Could every line of the data be printed exactly as it reads?

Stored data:
>> BEGIN
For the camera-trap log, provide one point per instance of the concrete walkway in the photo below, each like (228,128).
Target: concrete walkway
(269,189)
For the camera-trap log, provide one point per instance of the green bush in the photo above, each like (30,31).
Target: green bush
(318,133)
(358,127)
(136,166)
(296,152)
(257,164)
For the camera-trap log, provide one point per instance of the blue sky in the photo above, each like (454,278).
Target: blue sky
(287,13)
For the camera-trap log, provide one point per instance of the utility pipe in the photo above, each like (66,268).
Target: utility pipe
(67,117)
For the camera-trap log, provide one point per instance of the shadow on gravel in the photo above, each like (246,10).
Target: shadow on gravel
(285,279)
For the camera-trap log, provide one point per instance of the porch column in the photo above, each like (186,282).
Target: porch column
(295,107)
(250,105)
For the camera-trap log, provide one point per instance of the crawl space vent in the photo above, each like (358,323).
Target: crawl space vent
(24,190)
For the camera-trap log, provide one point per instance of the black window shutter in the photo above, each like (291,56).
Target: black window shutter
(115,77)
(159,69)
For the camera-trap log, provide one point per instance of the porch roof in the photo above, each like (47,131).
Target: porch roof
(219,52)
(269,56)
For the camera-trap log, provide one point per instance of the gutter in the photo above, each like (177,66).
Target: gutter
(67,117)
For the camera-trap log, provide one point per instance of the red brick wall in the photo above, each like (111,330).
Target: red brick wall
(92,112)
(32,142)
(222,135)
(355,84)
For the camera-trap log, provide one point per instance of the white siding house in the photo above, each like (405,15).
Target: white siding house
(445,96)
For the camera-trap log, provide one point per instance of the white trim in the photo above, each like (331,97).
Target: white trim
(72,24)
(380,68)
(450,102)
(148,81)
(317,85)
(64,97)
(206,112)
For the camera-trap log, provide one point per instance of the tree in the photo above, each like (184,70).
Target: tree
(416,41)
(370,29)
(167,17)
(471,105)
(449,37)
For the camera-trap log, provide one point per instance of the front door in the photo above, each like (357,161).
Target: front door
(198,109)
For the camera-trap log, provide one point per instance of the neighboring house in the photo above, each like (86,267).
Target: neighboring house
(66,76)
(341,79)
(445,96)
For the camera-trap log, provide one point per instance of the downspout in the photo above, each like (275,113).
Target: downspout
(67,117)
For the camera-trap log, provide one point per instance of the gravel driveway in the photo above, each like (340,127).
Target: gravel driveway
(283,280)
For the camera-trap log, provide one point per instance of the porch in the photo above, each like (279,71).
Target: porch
>> END
- Exercise answer:
For the camera-trap log, provide one point per instance of the concrete walkway in the photo below, each like (228,128).
Target: concrete walkway
(269,189)
For the camera-trap log, provide one point per instance of the green bush in the photo above, each like (30,31).
Target: green bush
(318,133)
(358,127)
(136,166)
(296,152)
(257,164)
For the camera-trap log, provide one point per instance of the blue sky in the photo above, each like (454,278).
Target: blue sky
(287,13)
For the camera-trap log, provide one point per instance of the utility pipe in the photo above, each like (66,268).
Target: utility pipe
(67,117)
For the camera-trap log, provide one point per instance of the shadow on gravel in the photo above, each like (246,10).
Target: shadow on gravel
(285,279)
For the camera-trap log, provide one point per instance of the porch column in the photo above, each like (186,282).
Target: porch column
(295,107)
(250,105)
For the camera-trap log, provide one point per instance of the crawl space vent in the photo above, each like (358,323).
Target: crawl space vent
(24,190)
For the camera-trap log, provide one point per instance of the black window shutter in the photo above, each like (291,56).
Target: black window shutter
(115,77)
(159,69)
For the camera-trap log, provide one point per instance of the porch roof in the photo above, each like (47,131).
Target: porch roof
(219,52)
(269,56)
For the camera-trap log, provide one point per instance of the gutter in the photo above, each like (177,66).
Target: gutter
(67,117)
For the camera-trap log, provide one point per instance of the red brick wall in the photo above, each like (111,330).
Target: red brick wall
(92,112)
(32,142)
(222,135)
(355,84)
For the camera-trap log, provide one point per instance of the white siding house in the photo above, each like (405,15).
Target: white siding house
(445,96)
For the camera-trap log, provide one point per instance of the white trim in the photo above, each like (331,97).
Target: white trim
(72,24)
(380,68)
(450,102)
(148,81)
(317,85)
(64,97)
(206,112)
For the camera-trap log, provide one point per instance of the tree in the photo above, each like (184,70).
Target: tree
(416,41)
(370,29)
(167,17)
(471,105)
(449,37)
For the camera-trap log, provide one point per instance of the front door in the photo above, each like (357,161).
Target: front door
(198,109)
For the camera-trap log, provide one point per instance of the neighboring house in the photo above, each like (86,267).
Target: neighboring house
(66,76)
(341,79)
(445,96)
For the camera-trap log, provide one point per instance of the downspout in the photo above, each like (275,113).
Target: downspout
(67,117)
For the camera-trap log, provide one point per instance of the gravel driveway in the photo above, each like (340,127).
Target: gravel driveway
(283,280)
For the camera-trap log, provide one point per instance of the porch in the photo above, each like (279,71).
Target: porch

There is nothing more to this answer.